- What to do -
Summarize the article on ASEAN economic integration in two sentences.
---------- Document section ----------
Opportunities in ASEAN economic integration must be seized, not feared, says govt think-tank

Published by rudy Date posted on June 23, 2014

MANILA – The ASEAN Economic Integration (AEC) offers immense business opportunities that both the government and the private sector must exploit to fully benefit from its advantages.

This was underscored in a regional forum on the ASEAN Economic Community organized by the National Economic and Development Authority (NEDA) Regional Office 9 with the participation of state think-tank Philippine Institute for Development Studies (PIDS) and the Department of Trade and Industry (DTI) regional office in Zamboanga City.

PIDS Senior Research Fellow Erlinda Medalla stressed the need to do more to take advantage of the opportunities from AEC.

The AEC does not only reduce tariffs but also promote trade facilitation. It commits the country to implement reforms on customs modernizations and establishment of a national single window and an ASEAN Single Window, she said.

Single window

“National single window is a single submission and accelerated processing of applications of licenses, permits, and other authorizations required prior to undertaking a trade transaction, while the ASEAN Single Window is a regional initiative that integrates the national single windows of ASEAN countries,” she said.

Medalla has been pushing for the implementation of a national single window to speed up data processing and cargo clearance procedures. “This would have positive impact on the cost of doing business, not just for large industries, but more importantly for micro, small, and medium enterprises.”

She added that the country needs to step up in educating and informing the public about the benefits of the coming integration. “There is a need for greater information and education campaign to help small and medium enterprises get linked to the supply chain and receive support from all sectors. An agro-industry roadmap would also be a great help,” she said.

DTI Assistant Secretary for Industry Development and Trade Policy Perry Rodolfo said that in 2010, duties for 98.63 percent of Philippine products are already at zero percent. “As of 2010, all duties have been eliminated for agricultural and industrial products except for live swine, live chicken, meat of swine, meat of chicken, cassava, sweet potatoes, maize, rice, and sugar,” he said.

Senen Perlada, Director of Export Marketing Bureau of DTI, said vast trading opportunities will come with the integration. “We should not limit our markets only to 100 million Filipinos considering that ASEAN has a combined GDP of USD 2.4 trillion as of 2013. About 67 million households in the ASEAN are now part of the consuming class,” he said.
---------- Records provided ----------
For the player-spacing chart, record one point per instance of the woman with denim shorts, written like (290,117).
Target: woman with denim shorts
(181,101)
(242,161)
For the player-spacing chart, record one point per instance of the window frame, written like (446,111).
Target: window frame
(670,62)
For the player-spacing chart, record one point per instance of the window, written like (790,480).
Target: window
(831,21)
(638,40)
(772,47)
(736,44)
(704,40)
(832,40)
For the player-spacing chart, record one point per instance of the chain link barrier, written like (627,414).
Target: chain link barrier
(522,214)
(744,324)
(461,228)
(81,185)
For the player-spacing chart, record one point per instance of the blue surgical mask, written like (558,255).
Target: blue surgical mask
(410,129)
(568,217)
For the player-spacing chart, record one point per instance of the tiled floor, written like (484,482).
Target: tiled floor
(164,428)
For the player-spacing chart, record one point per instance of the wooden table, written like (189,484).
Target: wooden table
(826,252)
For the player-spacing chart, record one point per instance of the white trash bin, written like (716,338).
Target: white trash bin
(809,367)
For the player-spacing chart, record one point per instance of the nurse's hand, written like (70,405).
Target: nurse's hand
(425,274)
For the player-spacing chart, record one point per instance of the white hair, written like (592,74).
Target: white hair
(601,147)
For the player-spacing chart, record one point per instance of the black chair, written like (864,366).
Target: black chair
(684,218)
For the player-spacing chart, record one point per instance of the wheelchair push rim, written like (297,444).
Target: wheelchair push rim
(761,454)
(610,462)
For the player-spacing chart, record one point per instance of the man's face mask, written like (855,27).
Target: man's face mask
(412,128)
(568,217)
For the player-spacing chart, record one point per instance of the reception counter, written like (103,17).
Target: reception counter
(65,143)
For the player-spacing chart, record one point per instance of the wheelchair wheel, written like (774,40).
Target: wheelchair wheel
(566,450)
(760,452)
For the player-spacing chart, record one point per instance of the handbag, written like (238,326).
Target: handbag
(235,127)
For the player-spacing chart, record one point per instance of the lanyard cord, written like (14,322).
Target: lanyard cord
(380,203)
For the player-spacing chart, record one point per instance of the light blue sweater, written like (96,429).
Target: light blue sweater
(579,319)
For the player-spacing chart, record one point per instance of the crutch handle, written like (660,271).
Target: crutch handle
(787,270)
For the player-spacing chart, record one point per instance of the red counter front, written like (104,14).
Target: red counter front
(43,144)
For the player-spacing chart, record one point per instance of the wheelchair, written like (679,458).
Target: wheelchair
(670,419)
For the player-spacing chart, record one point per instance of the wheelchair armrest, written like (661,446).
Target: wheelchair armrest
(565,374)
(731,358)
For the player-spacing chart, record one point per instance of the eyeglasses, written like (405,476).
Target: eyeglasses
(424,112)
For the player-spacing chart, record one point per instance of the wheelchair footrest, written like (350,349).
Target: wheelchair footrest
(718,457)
----------
- Written solution -
At a regional forum in Zamboanga City organized by NEDA with PIDS and DTI taking part, speakers stressed that the ASEAN Economic Community offers large business opportunities that the government and private sector must exploit. PIDS Senior Research Fellow Erlinda Medalla urged a national single window and a greater information campaign for small and medium enterprises, while DTI officials noted that duties on 98.63 percent of Philippine products were already at zero by 2010 and that ASEAN's combined GDP of USD 2.4 trillion opens markets beyond 100 million Filipinos.